**What this task involves:** Return all of the data exactly as given.

** Provided material follows **

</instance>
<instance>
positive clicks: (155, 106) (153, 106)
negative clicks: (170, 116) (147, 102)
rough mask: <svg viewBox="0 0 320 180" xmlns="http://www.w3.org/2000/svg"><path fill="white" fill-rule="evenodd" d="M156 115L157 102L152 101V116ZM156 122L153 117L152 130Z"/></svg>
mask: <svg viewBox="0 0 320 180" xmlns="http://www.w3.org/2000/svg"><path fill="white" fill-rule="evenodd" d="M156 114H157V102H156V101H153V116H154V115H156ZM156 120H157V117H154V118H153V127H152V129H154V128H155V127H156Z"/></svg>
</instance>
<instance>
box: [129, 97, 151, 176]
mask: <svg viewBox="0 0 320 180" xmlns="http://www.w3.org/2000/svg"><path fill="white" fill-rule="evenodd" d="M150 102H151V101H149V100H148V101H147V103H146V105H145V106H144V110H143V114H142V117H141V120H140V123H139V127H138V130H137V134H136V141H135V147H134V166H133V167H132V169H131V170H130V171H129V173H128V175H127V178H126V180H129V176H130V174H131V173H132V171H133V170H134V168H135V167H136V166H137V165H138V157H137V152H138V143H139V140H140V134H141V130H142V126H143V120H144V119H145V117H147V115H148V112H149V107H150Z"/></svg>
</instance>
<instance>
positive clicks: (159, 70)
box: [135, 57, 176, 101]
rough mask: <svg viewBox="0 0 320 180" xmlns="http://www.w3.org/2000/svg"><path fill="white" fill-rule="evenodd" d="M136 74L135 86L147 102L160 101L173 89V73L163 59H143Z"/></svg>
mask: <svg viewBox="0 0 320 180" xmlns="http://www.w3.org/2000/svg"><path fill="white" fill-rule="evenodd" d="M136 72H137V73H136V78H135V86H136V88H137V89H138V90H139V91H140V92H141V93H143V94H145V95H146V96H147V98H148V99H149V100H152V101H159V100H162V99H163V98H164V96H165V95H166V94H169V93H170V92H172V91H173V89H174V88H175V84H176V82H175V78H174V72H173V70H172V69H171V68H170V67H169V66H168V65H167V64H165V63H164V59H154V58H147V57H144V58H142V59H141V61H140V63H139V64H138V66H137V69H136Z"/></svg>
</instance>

** End of Provided material **

**Answer to this exercise:**
</instance>
<instance>
positive clicks: (155, 106) (153, 106)
negative clicks: (170, 116) (147, 102)
rough mask: <svg viewBox="0 0 320 180" xmlns="http://www.w3.org/2000/svg"><path fill="white" fill-rule="evenodd" d="M156 115L157 102L152 101V116ZM156 122L153 117L152 130Z"/></svg>
mask: <svg viewBox="0 0 320 180" xmlns="http://www.w3.org/2000/svg"><path fill="white" fill-rule="evenodd" d="M156 114H157V102H156V101H153V116H154V115H156ZM156 120H157V117H154V118H153V127H152V129H154V128H155V127H156Z"/></svg>
</instance>
<instance>
box: [129, 97, 151, 176]
mask: <svg viewBox="0 0 320 180" xmlns="http://www.w3.org/2000/svg"><path fill="white" fill-rule="evenodd" d="M150 102H151V101H149V100H148V101H147V103H146V105H145V106H144V110H143V114H142V117H141V120H140V123H139V127H138V130H137V134H136V141H135V147H134V166H133V167H132V169H131V170H130V171H129V173H128V175H127V178H126V180H129V176H130V174H131V173H132V171H133V170H134V168H135V167H136V166H137V165H138V157H137V152H138V143H139V140H140V134H141V130H142V126H143V120H144V119H145V117H147V115H148V112H149V107H150Z"/></svg>
</instance>
<instance>
positive clicks: (159, 70)
box: [135, 57, 176, 101]
rough mask: <svg viewBox="0 0 320 180" xmlns="http://www.w3.org/2000/svg"><path fill="white" fill-rule="evenodd" d="M136 74L135 86L147 102L160 101L173 89V73L163 59H143Z"/></svg>
mask: <svg viewBox="0 0 320 180" xmlns="http://www.w3.org/2000/svg"><path fill="white" fill-rule="evenodd" d="M136 72H137V73H136V78H135V86H136V88H137V89H138V90H139V91H140V92H141V93H143V94H145V95H146V96H147V98H148V99H149V100H152V101H159V100H162V99H163V98H164V96H165V95H166V94H169V93H170V92H172V91H173V89H174V88H175V84H176V82H175V78H174V72H173V70H172V69H171V68H170V67H169V66H168V65H167V64H165V63H164V59H154V58H147V57H144V58H142V59H141V61H140V63H139V64H138V66H137V69H136Z"/></svg>
</instance>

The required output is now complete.